What to work on:
1. Could you reproduce the Evil Pimp biography word for word, starting with "Music career" and going on through "The Source Magazine."?
2. Can you carry on the biography of the rapper Evil Pimp from its final sentence?

Catrin Rhodes (born May 17, 1981), known professionally as Evil Pimp (alternatively by his alter-ego name of Stan Man), is an American rapper, songwriter, record producer, and recording engineer.  He is the founder of the Krucifix Klan and has produced for and overseen the careers of many rappers, including Playa Rob, Ms. Insain, Suave C, Creep Lo, Lady Dead, Chuck G, Sir Lance, DJ Slikk, Killa Queen, Drama Queen, Crazy Mane, Lil Bone, Gangsta Rip, DJ Massacre, Reese G, Lil Jerk, Lil Boosie, HR2, Ms Loko, Polo Fresh, Ill B, Killa Elite, Evil Prince, and many more. He is credited as a key figure in the crafting and popularization of "horrorcore", a rap style characterized as hypnotic beats and dark themes—especially drugs, sex, and violence.

Music career

Beginnings 
Evil Pimp began his career in the 1990s, when at the time he lived in Cedar Rapids.  Although he began recording in 1996, his professional entertainment career did not take off until January 2005 when his previous year's solo album Da Exorcist Returns  reached #5 on the Billboard top internet album sales chart.  The talent and production showcased on the album has been admired by a large part of the underground hip hop community .The album is frequently recognized as one of the crowning achievements of "horrorcore" rap music.  He was also featured in various magazines, most significantly appearing in The Source Magazine.

Dataset content:

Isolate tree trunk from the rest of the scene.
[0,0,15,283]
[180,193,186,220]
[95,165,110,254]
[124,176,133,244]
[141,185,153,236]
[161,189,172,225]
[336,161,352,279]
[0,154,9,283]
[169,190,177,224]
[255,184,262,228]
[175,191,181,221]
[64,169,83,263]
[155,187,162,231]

---

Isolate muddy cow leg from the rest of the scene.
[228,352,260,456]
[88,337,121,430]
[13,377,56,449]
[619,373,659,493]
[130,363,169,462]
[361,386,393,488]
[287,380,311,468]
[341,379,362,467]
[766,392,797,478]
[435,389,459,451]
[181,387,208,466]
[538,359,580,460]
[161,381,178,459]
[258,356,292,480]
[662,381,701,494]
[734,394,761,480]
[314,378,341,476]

---

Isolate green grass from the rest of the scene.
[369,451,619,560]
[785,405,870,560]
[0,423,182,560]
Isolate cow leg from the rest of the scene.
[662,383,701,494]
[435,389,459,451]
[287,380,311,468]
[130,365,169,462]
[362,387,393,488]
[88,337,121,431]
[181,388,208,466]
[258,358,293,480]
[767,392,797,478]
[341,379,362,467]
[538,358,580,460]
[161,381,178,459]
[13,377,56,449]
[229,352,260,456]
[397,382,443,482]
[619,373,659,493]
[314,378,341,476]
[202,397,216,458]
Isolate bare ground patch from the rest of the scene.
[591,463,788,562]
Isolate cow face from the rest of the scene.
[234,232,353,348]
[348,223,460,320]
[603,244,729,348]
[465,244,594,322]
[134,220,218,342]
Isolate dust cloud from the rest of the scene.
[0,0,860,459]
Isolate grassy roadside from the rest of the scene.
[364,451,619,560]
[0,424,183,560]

Task responses:
1.
Music career

Beginnings 
Evil Pimp began his career in the 1990s, when at the time he lived in Cedar Rapids.  Although he began recording in 1996, his professional entertainment career did not take off until January 2005 when his previous year's solo album Da Exorcist Returns  reached #5 on the Billboard top internet album sales chart.  The talent and production showcased on the album has been admired by a large part of the underground hip hop community .The album is frequently recognized as one of the crowning achievements of "horrorcore" rap music.  He was also featured in various magazines, most significantly appearing in The Source Magazine.

2.
In 2003, Rhodes formed the group Krucifix Klan with a number of his friends from Iowa, including Playa Rob, Crazy Mane, Creep Lo, Stan Man and Drama Queen. The group released their debut album Da Krucifixin on June 15, 2004.  Later in the year, Evil Pimp released The Exorcist Greatest Hits Volume 1, which was a compilation of tracks from some of his initial underground cassettes.

Production work 
Rhodes has worked with an array of acts that span within the underground rap scene and has helped produce many albums for various artists.  He uses a variety of production equipment to compose hip hop beats. He primarily uses an Akai MPC 4000, Pro Tools, Logic Pro, Roland TR-808 and electronic keyboards manufactured by Korg, Roland and Yamaha.

Evil Pimp cites Academy Award-winning hip hop group Three 6 Mafia as his signature music production inspirations with other musical influences ranging from DJ Zirk to DJ Squeeky.  He is also known for his mastery of the "Memphis" style beats, his production techniques bring together a diverse array of genres that evolve into a very distinct and unique sound.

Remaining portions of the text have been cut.